>> Start SOURCE EXCERPT

Advancing data science on the Gitcoin Grants Stack
OSO is partnering with Gitcoin to enhance data infrastructure and analytics capabilities on top of Grants Stack.
The goal is to make it easy for developers, researchers, and community members to connect Gitcoin Grants' data with any of OSO's public datasets. In doing so, we hope to streamline data engineering, improve donor transparency, and enable more data-driven decision-making for the Gitcoin ecosystem.
This post shows how you can use OSO to:
- Find and explore Gitcoin grantee information in OSO's repository
- Evaluate coding activity, contributions, and productivity to assess project momentum and engagement
- Track funding patterns across rounds, review top-funded projects, and correlate funding with developer activity
- Identify similar grantees with comparable development profiles and discover additional funders supporting Gitcoin grantees
You can execute these queries on the OSO Data Lake in BigQuery by following the instructions here or setting up a local Jupyter Notebook environment and using the tutorial Notebook available here.
How to find a Gitcoin Grantee in OSO
You can search if an OSS Gitcoin Grantee's data is available in OSO by using their name as follows:
query = """
select project_id, project_name, display_name
from `oso_production.projects_v1`
where lower(display_name) like lower('%open%source%')

>> End SOURCE EXCERPT

* _REQUIREMENT A_: Reproduce the records below, everything from the line containing "As a courtesy, could you identify the woman's" down through the end of the records. Keep every request line unchanged and increase each bounding box coordinate by 92.

>> Start TASK INPUT

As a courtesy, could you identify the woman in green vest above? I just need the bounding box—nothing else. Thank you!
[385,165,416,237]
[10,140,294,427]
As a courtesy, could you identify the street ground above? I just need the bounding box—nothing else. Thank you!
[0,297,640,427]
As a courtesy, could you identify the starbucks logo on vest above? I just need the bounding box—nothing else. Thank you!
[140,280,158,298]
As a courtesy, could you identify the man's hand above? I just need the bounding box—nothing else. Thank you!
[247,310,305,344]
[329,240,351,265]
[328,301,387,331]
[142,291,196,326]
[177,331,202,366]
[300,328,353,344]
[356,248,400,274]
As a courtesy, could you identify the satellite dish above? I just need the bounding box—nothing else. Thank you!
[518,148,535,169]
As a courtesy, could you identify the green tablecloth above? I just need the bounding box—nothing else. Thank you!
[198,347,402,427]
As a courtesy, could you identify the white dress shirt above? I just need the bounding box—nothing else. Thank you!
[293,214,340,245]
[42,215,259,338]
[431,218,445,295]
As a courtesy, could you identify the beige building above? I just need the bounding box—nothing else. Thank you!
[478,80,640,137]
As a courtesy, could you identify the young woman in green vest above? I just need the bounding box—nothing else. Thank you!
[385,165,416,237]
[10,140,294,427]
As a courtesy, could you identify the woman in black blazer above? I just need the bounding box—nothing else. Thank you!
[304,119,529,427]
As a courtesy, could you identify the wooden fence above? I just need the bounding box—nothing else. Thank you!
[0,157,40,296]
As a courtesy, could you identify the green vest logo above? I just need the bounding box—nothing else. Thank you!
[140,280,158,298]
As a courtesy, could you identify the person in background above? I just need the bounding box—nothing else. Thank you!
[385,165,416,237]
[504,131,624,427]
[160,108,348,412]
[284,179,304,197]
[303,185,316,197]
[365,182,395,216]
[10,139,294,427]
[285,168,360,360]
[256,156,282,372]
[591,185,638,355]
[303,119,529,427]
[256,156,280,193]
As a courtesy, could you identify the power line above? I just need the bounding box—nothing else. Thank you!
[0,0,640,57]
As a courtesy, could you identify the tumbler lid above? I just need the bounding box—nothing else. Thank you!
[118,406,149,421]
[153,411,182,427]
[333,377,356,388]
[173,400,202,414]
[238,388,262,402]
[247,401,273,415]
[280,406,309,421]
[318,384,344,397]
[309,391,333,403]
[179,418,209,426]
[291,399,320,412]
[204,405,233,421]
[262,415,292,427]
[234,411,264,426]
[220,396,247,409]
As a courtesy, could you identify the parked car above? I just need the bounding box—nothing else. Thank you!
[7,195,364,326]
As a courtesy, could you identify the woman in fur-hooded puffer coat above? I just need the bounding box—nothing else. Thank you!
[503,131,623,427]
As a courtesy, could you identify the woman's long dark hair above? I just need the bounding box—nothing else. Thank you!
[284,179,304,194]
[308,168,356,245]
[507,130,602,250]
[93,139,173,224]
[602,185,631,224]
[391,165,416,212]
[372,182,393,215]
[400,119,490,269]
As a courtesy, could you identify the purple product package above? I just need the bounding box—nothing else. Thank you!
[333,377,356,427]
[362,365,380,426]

>> End TASK INPUT

* _REQUIREMENT B_: Write the next part of the post on data science for the Gitcoin Grants Stack, picking up right after its final line.

* _EXPECTED ANSWER A_:
As a courtesy, could you identify the woman's long dark hair above? I just need the bounding box—nothing else. Thank you!
[376,271,396,286]
[400,260,448,337]
[599,222,694,342]
[185,231,265,316]
[694,277,723,316]
[483,257,508,304]
[464,274,485,307]
[492,211,582,361]
As a courtesy, could you identify the purple product package above? I just need the bounding box—nothing else. Thank you!
[425,469,448,519]
[454,457,472,518]

* _EXPECTED ANSWER B_:
"""
results = client.query(query)
results.to_dataframe()
The matching records are displayed as follows. You can utilize the field project_name, say “opensource-observer”, for additional information on the grantee, as shown in the following queries.
OSO manages a repository of open source projects, including OSS grantees in Gitcoin, called the oss-directory. This repository serves as the foundation of the OSO data pipeline. By running indexers on every artifact linked to projects in the directory, OSO generates metrics that power its API and dashboards, providing valuable insights into project performance and impact.
How to lookup basic developer activity metrics for a project
After identifying the project in OSO, you can quickly evaluate its recent performance by reviewing its coding metrics for the past six months with the following query:
query = """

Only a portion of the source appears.